Kutipan Terpilih:
• • • •
Nationalgeographic.co.id— Kisah ini bermula dari sebuah drama di perkampungan Makassar di Ayuthia, Negeri Siam—kini Thailand—pada akhir abad ke-17. Seorang pangeran Makassar, bernama Daeng Mangalle, telah dituduh terlibat dalam persekongkolan muslim yang berencana membunuh Raja Siam.
Akhirnya, tuduhan yang belum terbukti itu telah berujung pada tewasnya Daeng Mangalle dan orang-orang Makassar dalam suatu penyerbuan militer atas perintah Sang Raja. Lelaki ningrat asal Makassar itu meninggalkan dua orang anak berusia belasan tahun. Namanya, Daeng Ruru dan Daeng Tulolo.
Kisah dua priyayi asal Makassar ini pertama kali diungkap oleh Christian Pelras (1934-2014), seorang etnolog Prancis yang ahli mengenai Indonesia, khususnya sosial budaya Sulawesi. Ia membahasnya dalam artikel yang terbit di Masyarakat Indonesia edisi Juni 1982, berjudul "Beberapa penjelasan mengenai dua anak bangsawan Makassar yang pernah ke Perancis pada abad ke XVI." Kemudian Pelras menuliskannya juga di jurnal Archipel edisi 1997. Tajuk pembahasannya, La première description de Célèbes-sud en français et la destinée remarquable de deux jeunes princes makassar dans la France de Louis XIV.
• • • •
Entri identifikasi posisi:
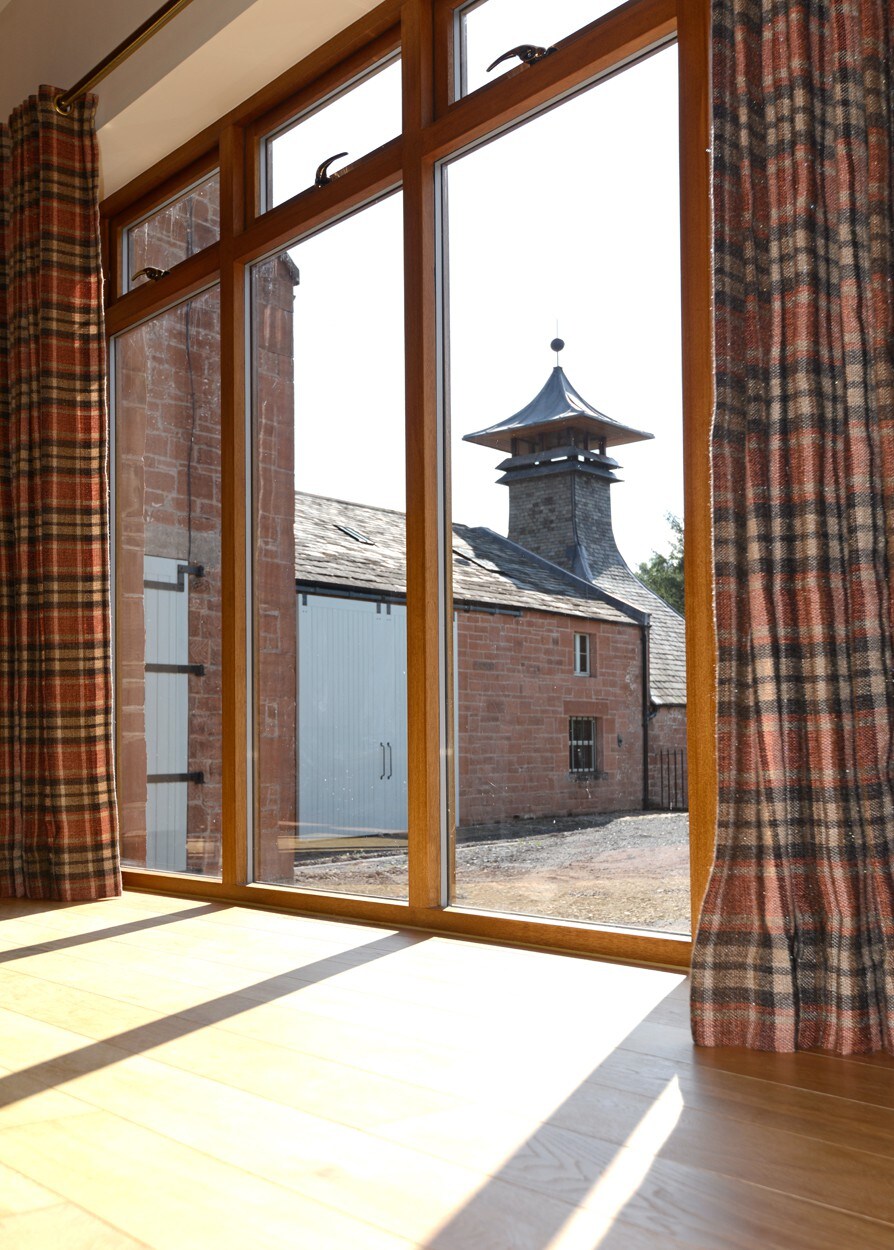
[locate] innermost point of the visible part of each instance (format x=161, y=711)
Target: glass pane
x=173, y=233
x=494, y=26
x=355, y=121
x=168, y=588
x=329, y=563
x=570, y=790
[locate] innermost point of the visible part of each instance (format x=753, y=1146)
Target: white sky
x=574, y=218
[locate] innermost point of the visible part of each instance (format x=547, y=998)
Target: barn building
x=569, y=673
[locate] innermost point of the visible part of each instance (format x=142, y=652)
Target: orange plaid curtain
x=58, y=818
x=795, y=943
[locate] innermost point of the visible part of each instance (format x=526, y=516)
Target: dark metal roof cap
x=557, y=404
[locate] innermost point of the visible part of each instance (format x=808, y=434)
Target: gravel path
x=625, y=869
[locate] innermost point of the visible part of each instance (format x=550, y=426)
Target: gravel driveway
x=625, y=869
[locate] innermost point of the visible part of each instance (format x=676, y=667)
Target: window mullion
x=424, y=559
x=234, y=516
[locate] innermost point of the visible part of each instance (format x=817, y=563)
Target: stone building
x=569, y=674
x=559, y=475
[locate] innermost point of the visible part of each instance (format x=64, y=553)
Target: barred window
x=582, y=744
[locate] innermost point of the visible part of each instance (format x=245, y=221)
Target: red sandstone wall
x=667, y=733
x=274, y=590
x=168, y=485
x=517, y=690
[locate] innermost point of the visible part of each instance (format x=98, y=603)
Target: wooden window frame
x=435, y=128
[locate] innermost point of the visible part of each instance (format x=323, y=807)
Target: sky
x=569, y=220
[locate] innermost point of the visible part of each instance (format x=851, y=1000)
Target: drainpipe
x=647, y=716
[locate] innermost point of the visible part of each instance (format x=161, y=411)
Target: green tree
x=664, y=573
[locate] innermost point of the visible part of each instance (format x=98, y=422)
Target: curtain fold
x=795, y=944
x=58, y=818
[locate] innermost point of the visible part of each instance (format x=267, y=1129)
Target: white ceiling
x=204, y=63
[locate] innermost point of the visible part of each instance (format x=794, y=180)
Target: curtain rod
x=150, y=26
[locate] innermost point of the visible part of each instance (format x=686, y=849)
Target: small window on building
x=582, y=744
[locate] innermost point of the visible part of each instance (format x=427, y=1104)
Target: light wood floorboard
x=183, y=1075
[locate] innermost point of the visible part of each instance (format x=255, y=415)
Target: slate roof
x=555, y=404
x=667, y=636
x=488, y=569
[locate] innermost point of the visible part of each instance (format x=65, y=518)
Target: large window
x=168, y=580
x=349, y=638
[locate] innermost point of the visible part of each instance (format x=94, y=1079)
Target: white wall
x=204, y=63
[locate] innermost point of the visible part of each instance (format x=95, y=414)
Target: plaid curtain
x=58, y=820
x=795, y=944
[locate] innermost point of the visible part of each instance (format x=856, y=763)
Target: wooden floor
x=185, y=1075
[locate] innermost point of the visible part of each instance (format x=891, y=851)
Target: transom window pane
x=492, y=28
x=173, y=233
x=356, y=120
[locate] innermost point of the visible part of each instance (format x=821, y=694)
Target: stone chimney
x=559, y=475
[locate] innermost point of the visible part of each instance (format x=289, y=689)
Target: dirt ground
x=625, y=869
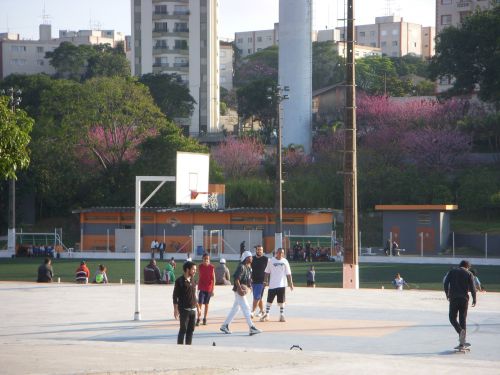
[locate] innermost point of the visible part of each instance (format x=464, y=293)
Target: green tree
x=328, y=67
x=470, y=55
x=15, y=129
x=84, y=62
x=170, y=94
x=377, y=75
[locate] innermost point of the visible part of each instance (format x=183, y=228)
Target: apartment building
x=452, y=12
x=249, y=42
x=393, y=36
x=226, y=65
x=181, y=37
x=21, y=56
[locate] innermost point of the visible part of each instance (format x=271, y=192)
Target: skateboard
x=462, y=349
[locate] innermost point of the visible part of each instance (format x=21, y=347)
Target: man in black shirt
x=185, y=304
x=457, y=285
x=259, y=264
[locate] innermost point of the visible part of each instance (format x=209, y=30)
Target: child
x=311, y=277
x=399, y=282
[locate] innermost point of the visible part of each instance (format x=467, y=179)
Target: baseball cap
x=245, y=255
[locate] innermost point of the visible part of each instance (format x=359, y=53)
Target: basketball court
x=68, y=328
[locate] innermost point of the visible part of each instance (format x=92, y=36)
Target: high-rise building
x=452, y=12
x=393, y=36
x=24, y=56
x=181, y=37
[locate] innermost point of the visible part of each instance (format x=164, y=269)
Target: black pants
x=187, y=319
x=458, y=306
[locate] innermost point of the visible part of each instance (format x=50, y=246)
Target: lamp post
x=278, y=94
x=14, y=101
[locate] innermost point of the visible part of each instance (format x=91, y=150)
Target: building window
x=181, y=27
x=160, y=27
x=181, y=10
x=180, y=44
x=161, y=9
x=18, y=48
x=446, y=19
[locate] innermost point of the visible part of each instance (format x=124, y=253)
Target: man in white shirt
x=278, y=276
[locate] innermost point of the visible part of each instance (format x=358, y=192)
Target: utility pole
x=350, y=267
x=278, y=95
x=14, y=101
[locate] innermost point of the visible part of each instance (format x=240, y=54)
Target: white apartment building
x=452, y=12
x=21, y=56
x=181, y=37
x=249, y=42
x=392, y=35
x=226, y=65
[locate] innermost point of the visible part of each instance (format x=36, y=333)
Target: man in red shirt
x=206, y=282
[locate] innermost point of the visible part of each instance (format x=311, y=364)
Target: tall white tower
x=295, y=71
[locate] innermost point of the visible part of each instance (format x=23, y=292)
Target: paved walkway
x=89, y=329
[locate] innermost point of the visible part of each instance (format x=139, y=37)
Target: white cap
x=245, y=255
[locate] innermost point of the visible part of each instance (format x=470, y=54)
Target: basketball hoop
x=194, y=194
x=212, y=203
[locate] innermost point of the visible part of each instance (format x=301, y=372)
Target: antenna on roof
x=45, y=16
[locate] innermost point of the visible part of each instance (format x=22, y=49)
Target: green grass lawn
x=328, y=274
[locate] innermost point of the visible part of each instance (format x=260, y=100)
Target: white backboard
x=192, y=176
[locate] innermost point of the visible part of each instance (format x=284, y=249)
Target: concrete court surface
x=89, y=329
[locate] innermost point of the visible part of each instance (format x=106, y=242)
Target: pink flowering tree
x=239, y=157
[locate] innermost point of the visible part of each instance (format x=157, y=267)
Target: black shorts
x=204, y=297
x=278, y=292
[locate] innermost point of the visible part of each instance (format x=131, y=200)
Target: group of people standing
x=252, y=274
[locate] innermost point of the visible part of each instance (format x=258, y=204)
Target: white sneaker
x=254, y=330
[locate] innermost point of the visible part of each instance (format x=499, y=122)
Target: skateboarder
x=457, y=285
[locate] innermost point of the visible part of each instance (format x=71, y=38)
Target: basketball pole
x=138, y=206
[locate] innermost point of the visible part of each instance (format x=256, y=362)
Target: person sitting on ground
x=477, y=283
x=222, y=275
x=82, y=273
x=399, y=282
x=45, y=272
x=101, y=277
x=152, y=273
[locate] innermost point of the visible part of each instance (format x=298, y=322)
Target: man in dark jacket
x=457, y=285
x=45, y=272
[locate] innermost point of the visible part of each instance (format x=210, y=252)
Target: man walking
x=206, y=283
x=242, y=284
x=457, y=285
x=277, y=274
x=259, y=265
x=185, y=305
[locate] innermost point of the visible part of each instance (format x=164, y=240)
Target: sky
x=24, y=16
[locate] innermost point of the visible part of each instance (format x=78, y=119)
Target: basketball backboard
• • • •
Langkah Pengerjaan:
1 – Jawablah pertanyaan berikut berdasarkan kutipan.
(a) Siapa yang dituduh terlibat dalam persekongkolan untuk membunuh Raja Siam?
(b) Siapa nama dua anak yang ditinggalkan Daeng Mangalle?
(c) Dalam terbitan apa dan pada edisi kapan Christian Pelras pertama kali membahas kisah dua anak bangsawan Makassar itu?
2 – Kumpulkan setiap baris entri yang memuat kata "black". Perhatikan huruf besar dan kecilnya.

Jawaban Latihan:
1 –
(a) Daeng Mangalle, seorang pangeran Makassar.
(b) Daeng Ruru dan Daeng Tulolo.
(c) Masyarakat Indonesia, edisi Juni 1982.

2 –
Target: man in black shirt
Target: black pants
Target: black shorts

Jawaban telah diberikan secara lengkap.